[Your objective] Please transcribe the records precisely; pictures stay out of your copy.

◆ ◆ ◆ ◆

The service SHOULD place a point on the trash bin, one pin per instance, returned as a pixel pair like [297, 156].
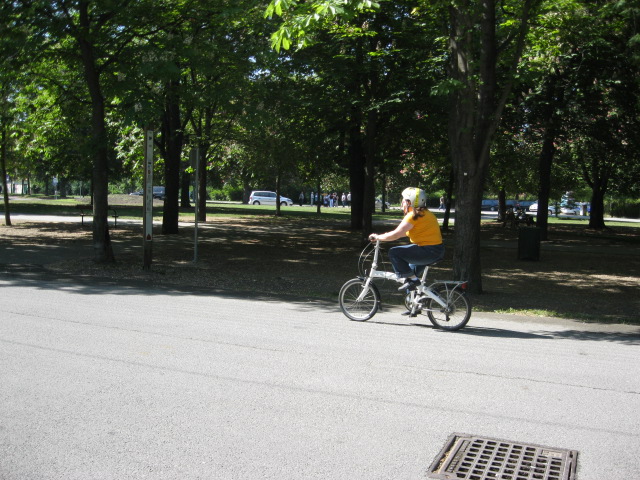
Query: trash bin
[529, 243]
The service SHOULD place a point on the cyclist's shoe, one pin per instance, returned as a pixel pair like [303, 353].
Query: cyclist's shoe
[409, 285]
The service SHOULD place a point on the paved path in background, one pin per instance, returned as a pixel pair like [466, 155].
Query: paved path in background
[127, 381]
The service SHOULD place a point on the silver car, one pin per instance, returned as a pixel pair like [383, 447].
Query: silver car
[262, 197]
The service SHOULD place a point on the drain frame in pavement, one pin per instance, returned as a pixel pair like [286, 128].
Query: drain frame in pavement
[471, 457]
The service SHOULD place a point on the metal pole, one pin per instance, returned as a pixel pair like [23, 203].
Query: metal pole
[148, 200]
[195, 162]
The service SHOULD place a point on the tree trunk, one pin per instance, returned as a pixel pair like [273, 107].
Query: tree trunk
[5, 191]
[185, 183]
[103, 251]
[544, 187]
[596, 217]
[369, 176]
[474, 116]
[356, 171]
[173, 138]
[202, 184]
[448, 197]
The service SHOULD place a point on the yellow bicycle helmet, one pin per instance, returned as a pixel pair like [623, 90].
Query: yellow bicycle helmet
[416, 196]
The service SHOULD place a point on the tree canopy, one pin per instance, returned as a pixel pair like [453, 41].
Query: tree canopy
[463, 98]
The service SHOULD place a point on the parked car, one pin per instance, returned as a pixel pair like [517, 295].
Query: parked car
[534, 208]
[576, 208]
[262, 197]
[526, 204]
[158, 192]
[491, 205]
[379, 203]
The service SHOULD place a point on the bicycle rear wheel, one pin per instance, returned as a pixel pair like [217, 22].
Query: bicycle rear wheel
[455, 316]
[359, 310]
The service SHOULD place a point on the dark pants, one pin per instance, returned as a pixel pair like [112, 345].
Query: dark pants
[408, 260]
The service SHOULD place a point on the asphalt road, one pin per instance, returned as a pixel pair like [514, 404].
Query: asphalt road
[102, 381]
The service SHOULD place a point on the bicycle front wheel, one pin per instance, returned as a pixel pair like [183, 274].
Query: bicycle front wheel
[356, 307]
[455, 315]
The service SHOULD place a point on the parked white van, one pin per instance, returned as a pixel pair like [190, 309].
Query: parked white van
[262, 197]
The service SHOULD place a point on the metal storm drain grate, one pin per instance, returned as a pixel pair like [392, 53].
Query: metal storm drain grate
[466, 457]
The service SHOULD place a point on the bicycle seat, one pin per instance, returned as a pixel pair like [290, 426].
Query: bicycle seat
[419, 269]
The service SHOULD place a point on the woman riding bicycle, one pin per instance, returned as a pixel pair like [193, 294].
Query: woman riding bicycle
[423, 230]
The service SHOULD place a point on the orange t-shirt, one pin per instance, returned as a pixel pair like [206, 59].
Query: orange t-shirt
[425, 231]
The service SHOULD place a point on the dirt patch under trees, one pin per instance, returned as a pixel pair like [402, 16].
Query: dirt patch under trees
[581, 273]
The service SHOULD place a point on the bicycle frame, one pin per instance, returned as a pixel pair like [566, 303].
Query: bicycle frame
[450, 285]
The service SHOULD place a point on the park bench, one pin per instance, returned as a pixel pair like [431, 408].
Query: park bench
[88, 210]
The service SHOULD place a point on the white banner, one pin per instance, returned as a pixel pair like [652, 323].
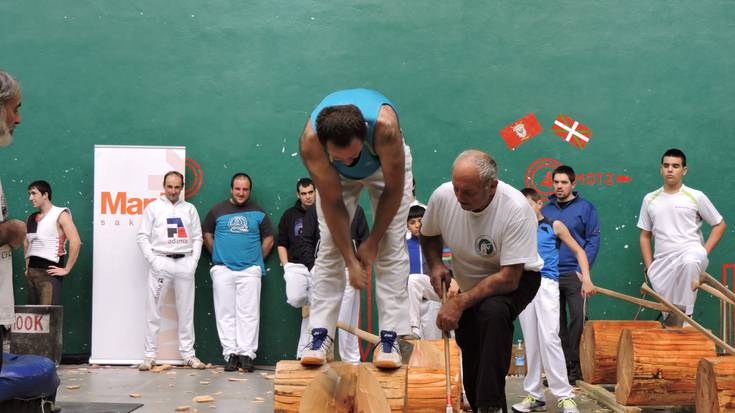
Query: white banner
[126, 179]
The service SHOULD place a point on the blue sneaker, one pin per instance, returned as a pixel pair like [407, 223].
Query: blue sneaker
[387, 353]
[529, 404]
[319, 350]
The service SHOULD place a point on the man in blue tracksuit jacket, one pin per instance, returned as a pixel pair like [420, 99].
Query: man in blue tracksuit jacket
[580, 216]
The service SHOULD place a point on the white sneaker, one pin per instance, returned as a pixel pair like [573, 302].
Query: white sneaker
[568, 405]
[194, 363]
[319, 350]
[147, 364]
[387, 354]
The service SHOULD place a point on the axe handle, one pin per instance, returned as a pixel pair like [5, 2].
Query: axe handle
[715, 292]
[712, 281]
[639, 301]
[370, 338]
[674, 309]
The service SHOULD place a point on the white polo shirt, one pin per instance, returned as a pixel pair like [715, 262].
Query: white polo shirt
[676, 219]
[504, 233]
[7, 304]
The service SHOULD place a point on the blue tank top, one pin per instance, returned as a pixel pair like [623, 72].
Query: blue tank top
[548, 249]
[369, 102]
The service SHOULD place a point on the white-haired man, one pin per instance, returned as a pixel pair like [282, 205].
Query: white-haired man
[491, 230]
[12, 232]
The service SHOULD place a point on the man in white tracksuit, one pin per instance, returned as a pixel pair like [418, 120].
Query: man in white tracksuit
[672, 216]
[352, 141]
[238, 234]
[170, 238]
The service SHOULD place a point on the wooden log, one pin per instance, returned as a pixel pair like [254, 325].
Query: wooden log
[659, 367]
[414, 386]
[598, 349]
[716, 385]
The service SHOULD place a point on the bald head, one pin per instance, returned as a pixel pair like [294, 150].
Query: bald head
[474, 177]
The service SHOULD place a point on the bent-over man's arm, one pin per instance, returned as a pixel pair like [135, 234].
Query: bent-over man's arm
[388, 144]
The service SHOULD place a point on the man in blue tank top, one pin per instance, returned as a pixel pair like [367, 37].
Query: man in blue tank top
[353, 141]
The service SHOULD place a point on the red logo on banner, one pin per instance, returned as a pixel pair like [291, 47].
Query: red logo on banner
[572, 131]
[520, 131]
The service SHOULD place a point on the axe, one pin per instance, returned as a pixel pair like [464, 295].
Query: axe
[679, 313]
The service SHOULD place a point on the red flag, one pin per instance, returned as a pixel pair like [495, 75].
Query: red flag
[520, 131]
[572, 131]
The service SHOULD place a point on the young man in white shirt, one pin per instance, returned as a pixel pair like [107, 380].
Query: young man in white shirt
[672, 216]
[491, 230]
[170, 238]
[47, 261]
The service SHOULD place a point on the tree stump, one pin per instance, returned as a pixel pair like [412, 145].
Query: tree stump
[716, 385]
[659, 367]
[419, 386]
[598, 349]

◆ ◆ ◆ ◆

[Answer for the task]
The service SHOULD place a point on the trash bin, one pin per instance, returned as a pixel pair like [297, 156].
Query: trash bin
[529, 243]
The service SHOULD place a point on the cyclist's shoe, one pin per instance, returned as a pixel pair like [303, 353].
Query: cyclist's shoe
[409, 285]
The service SHOULD place a point on the paved path in background, one pin per instance, returned as a pixel pair like [466, 155].
Query: paved path in background
[127, 381]
The service SHOULD place a point on the silver car, one pin per instance, returned as a pixel pair like [383, 447].
Query: silver car
[262, 197]
The service SHOULD place a point on the drain frame in pavement, one pin per instance, returned as a pixel pair like [286, 128].
Query: drain frame in pavement
[471, 457]
The service SHOULD place a point on the metal pole, one pin per instance, returned as a pixel pair like [23, 203].
Query: metal pole
[148, 200]
[195, 162]
The service SHOULD place a point on the tree trunk, one pin per instance, returned as a pixel pair like [273, 107].
Query: tree trunk
[5, 191]
[185, 183]
[103, 251]
[544, 187]
[596, 217]
[369, 176]
[474, 116]
[356, 171]
[173, 138]
[202, 184]
[448, 197]
The service SHOULD place a point on the yellow bicycle helmet, one pin per instance, returned as a pixel pair like [623, 90].
Query: yellow bicycle helmet
[416, 196]
The service SHOULD place a point on the tree canopy, one pin per instance, returned as a pixel pair like [453, 41].
Query: tree canopy
[463, 98]
The service SHOULD place a point on the parked car, one pin per instance, returned as a pixel pair like [517, 295].
Query: parked car
[534, 208]
[576, 208]
[262, 197]
[526, 204]
[158, 192]
[491, 205]
[379, 203]
The service SHOULD place a point on the bicycle rear wheel, one pin per instance, returned as a pixel pair like [217, 22].
Query: bicycle rear wheel
[455, 316]
[359, 310]
The service SHOULD place a point on the dark pants, one pin per instance, returned as a pixel pair like [112, 345].
Query: dark pants
[408, 260]
The service SHOULD place a point on the asphalt road, one pin per instance, returned as a pixel pair like [514, 404].
Query: asphalt road
[102, 381]
The service SHOULD place a point on the bicycle front wheel, one pin per instance, returned as a pixel pair like [183, 274].
Query: bicycle front wheel
[356, 307]
[455, 315]
The service SHOULD place a point on the parked white van, one pin per instance, returned as a pixel pair like [190, 309].
Query: parked white van
[262, 197]
The service SHOULD place a point on the metal storm drain grate, one pin per instance, returned as a pixel pair like [392, 53].
Query: metal storm drain grate
[466, 457]
The service SHOULD place a point on the bicycle seat, one pin per instance, returned as a pixel pair like [290, 426].
Query: bicycle seat
[419, 269]
The service SHOULD place a point on the woman riding bicycle, one pin per instance, returned as a pixel pair like [193, 294].
Query: woman riding bicycle
[423, 230]
The service SHOULD place a point on the orange t-shirt, one pin per instance, returned as a pixel pair like [206, 59].
Query: orange t-shirt
[425, 231]
The service SHOULD place a point on the dirt patch under trees, one pin per instance, returned as a pixel pair like [402, 16].
Query: dirt patch under trees
[581, 273]
The service SHOULD place a point on the bicycle frame, one pin per instance, returned as a pixel pair like [566, 303].
Query: bicycle frame
[450, 285]
The service SHOULD place a point on the park bench, one pin per instance, returned as a pixel pair like [431, 408].
Query: park bench
[88, 210]
The service SHOULD place a point on the white banner, one pin per instance, returned as a pixel pair like [652, 323].
Query: white banner
[126, 179]
The service SHOULD place a point on the blue sneaker, one pin per instance, returned as a pixel pair like [407, 223].
Query: blue sneaker
[387, 353]
[529, 404]
[319, 350]
The service SHOULD place a point on the man in blue tracksuit jacket, one pin per instance, returned as a pixel pair like [420, 99].
Query: man in blue tracksuit jacket
[580, 216]
The service SHOULD place a point on the white sneaker, one pin per instance, returned as a pixel pair like [573, 302].
Query: white sneaker
[568, 405]
[194, 363]
[319, 350]
[147, 364]
[387, 354]
The service SHOULD place a point on the axe handle, one pin per instance, returned as a pixel pair like [5, 2].
Query: axe handle
[715, 292]
[712, 281]
[639, 301]
[370, 338]
[674, 309]
The service SHOULD place a point on the white polo shirt, one pin per instance, returned as a pixel pair like [715, 262].
Query: white polo shirt
[676, 219]
[504, 233]
[7, 304]
The service SHOULD place a point on the blue tank top, one pin per instance, returned as a pixel pair like [623, 72].
Query: blue tank top
[548, 249]
[369, 102]
The service SHOULD place a point on the white-haired man, one pin per instance, returned as a pixel pair like [282, 205].
Query: white-haired man
[491, 230]
[12, 232]
The service SHOULD place a point on the man in white tracksuit, one pin per instance, returned as a pixel pair like [418, 120].
Query: man in white tracksuit
[672, 216]
[352, 141]
[238, 234]
[170, 238]
The service SHOULD place a point on the wooden log, one pin per instance, returned as a pixel pair like [254, 325].
Query: wooden log
[659, 367]
[414, 386]
[598, 349]
[716, 385]
The service SHOULD place a point on the bald head, one pin per instance, returned as a pixel pair like [294, 150].
Query: bald head
[474, 177]
The service SHOULD place a point on the bent-over man's arm, one pin per instance, returned as a pixel pair like [135, 234].
Query: bent-over man's arm
[388, 144]
The service SHOULD place a point on the man in blue tank top, one pin per instance, returned as a pixel pair like [367, 37].
Query: man in blue tank top
[353, 141]
The service SHOULD place a point on the red logo on banner, one pin per instance, returned as a pixel pair like [291, 47].
Query: red logo on banner
[572, 131]
[520, 131]
The service SHOULD place a point on the axe, one pin per instance, returned as a pixel pair like [464, 295].
Query: axe
[679, 313]
The service SHOULD place a point on the red flag, one pin per instance, returned as a pixel pair like [495, 75].
Query: red flag
[520, 131]
[572, 131]
The service SHOULD place a point on the young man in white shirt, one pin per instance, returned as a pixel pair like [107, 380].
Query: young man in white shirt
[672, 216]
[491, 230]
[170, 238]
[47, 261]
The service SHOULD place a point on the tree stump, one pin per instance, returned as a pixel pair like [412, 145].
Query: tree stump
[716, 385]
[659, 367]
[419, 386]
[598, 349]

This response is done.